THE EXERCISE —
Below is a block of records: output all of them exactly and leave out the pictures.

SUPPLIED RECORDS —
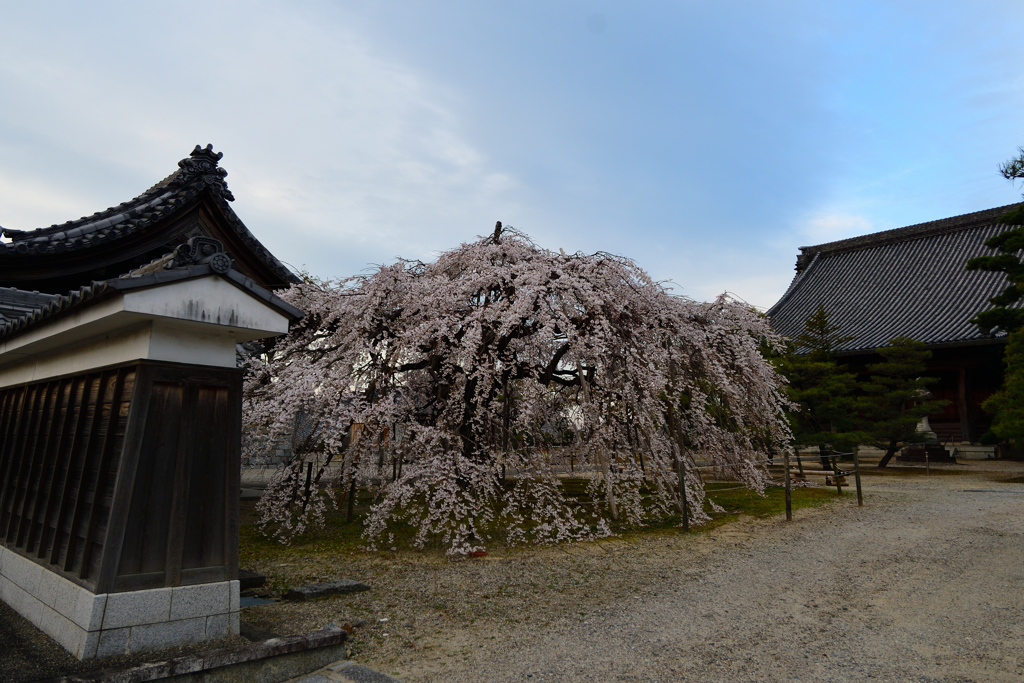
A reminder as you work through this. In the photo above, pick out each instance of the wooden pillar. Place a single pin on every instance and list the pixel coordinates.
(962, 403)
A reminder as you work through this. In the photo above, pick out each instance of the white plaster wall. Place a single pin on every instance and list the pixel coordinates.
(197, 322)
(211, 300)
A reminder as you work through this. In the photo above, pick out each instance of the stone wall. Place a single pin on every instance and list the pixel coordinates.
(95, 626)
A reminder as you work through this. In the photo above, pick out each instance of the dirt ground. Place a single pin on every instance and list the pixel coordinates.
(923, 584)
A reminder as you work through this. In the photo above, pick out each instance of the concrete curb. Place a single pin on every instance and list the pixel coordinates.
(272, 660)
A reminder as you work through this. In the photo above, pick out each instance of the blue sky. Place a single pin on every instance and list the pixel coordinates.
(707, 140)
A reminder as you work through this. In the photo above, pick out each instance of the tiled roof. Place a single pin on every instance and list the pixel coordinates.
(59, 305)
(909, 282)
(14, 303)
(198, 172)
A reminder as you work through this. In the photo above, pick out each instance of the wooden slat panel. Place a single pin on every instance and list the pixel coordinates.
(144, 547)
(75, 556)
(78, 472)
(38, 470)
(55, 523)
(102, 493)
(204, 542)
(53, 470)
(19, 464)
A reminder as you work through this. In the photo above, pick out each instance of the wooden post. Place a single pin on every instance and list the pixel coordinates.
(839, 486)
(856, 474)
(682, 493)
(962, 404)
(788, 488)
(351, 499)
(309, 479)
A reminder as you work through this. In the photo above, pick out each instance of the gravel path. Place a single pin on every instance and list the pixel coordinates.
(923, 584)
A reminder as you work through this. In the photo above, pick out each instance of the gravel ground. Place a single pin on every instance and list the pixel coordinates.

SOLUTION —
A reminder as you work through this. In the photo above, pick out each instance of the wooden pillar. Place a single pin on every instance and list the pixel coordinates.
(962, 403)
A reminder as you work through this. In the photo above, pick out each instance of the white plaster wall. Place a single pin on every instance and list the pixel coordinates.
(197, 322)
(211, 300)
A reminder as you work through this. In the photo above, pick out each instance of the stone wall. Place a single pin on every instance and list the pixel coordinates.
(95, 626)
A reminder as you work through this. In the photo above, pick out each instance of the dirt ground. Place a single pin on every instance and list the pixel coordinates.
(923, 584)
A reminder as you work through this. In the photo above, pick out each instance of the concrete curb. Place a single pin on every instance and list the pixel coordinates.
(272, 660)
A reminder as you work through this. In the photo above, pick out each instance of the blue sky. Place a single pin on every instance and list the pixel coordinates.
(707, 140)
A reminder as you work through this. In the photo above, pick out each instance of the tiled roof. Place a single pin on every instance and list the pixel coordinates.
(59, 305)
(909, 282)
(14, 303)
(198, 172)
A reminder as you work through this. In the photo above, pick out each instance of the wooden slat panel. Place a single pin on every instance and list the pixel coordinates.
(144, 547)
(75, 556)
(78, 472)
(38, 470)
(55, 523)
(102, 493)
(204, 542)
(53, 470)
(19, 464)
A reminder as you work through this. In the photo above, pick out each instance of the wooden post. Place a single pin on every instance and list the pixel coordinates.
(839, 486)
(856, 474)
(682, 493)
(962, 404)
(788, 488)
(351, 499)
(309, 479)
A reminder as you work through this. In the photo above, pick out each instance of the gravel path. Place a single pin on every instance and list the pixel coordinates.
(923, 584)
A reminder as you work through this. In the photo above, pick out each instance of the gravel ground. Place a single pin on every instance and list the pixel coordinates.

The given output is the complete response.